#### The input

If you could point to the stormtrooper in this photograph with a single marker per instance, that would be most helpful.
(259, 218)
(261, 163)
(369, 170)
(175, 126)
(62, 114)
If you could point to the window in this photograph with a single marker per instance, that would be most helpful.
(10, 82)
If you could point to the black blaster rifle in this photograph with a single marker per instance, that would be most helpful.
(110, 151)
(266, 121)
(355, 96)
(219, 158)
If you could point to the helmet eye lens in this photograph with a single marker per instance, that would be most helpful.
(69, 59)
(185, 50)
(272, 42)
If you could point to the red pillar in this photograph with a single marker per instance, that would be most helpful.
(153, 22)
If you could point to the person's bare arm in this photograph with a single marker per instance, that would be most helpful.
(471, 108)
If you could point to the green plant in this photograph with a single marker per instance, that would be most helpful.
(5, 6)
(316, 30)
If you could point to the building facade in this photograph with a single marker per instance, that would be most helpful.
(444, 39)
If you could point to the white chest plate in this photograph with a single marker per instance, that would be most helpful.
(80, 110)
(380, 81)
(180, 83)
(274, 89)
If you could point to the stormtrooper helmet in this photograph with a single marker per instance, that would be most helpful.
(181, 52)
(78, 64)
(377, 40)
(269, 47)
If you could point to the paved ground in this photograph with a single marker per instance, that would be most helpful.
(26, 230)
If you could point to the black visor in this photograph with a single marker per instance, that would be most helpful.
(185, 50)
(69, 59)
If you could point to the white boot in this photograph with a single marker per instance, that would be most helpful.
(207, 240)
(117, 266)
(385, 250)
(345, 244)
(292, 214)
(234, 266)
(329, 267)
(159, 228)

########

Exercise task:
Please set out every line of the listing above as a Markdown table with the columns "Row" and "Line", numbering the lines in order and omitting any blank ones.

Answer to the task:
| Row | Line |
|---|---|
| 1 | If you could point to the stormtrooper in this photograph with a single marker per instance, that would be most helpful. |
| 2 | (259, 218) |
| 3 | (261, 163) |
| 4 | (369, 170) |
| 5 | (175, 126) |
| 6 | (62, 114) |
| 7 | If you could point to the window in this photograph with a single marker per instance, that would be most helpful. |
| 8 | (10, 82) |
| 9 | If you could point to the black blaster rifle in this photograph with a single marker per instance, that would be most helpful. |
| 10 | (110, 151) |
| 11 | (266, 121) |
| 12 | (355, 96) |
| 13 | (219, 158) |
| 14 | If you could point to the helmet eye lens in this photograph with a single marker per instance, that would be most helpful. |
| 15 | (69, 59) |
| 16 | (185, 50) |
| 17 | (272, 42) |
| 18 | If you could point to the red pillar in this photograph with a single marker per instance, that would be most helpful. |
| 19 | (153, 22) |
| 20 | If you could point to the person's bare arm in this photograph with a single marker per instance, that would be most helpful. |
| 21 | (471, 108) |
| 22 | If you could point to the green plant in this photograph with a single marker per instance, that would be most helpful. |
| 23 | (5, 6) |
| 24 | (316, 30) |
| 25 | If you could point to the building facade in this photograph with a single marker per instance, that would be most helpful. |
| 26 | (444, 39) |
| 27 | If you could point to the white chest plate in this photograph with a single marker per instance, that would be most helpful. |
| 28 | (80, 110) |
| 29 | (380, 81) |
| 30 | (180, 83) |
| 31 | (274, 89) |
| 32 | If you could point to the stormtrooper helmet in this photograph with a single marker per instance, that would be most helpful. |
| 33 | (181, 52) |
| 34 | (78, 64) |
| 35 | (377, 40) |
| 36 | (269, 47) |
| 37 | If you could point to the paved ground in this photograph with a single marker per instance, that would be most helpful. |
| 38 | (26, 230) |
| 39 | If you could point to the black visor in this photograph with a single marker per instance, that would be most helpful. |
| 40 | (185, 50) |
| 41 | (69, 59) |
| 42 | If you could point to the white boot in this photograph with a single marker per instance, that would be most helpful. |
| 43 | (207, 240) |
| 44 | (117, 266) |
| 45 | (385, 250) |
| 46 | (345, 244) |
| 47 | (292, 214) |
| 48 | (234, 266) |
| 49 | (329, 267) |
| 50 | (159, 228) |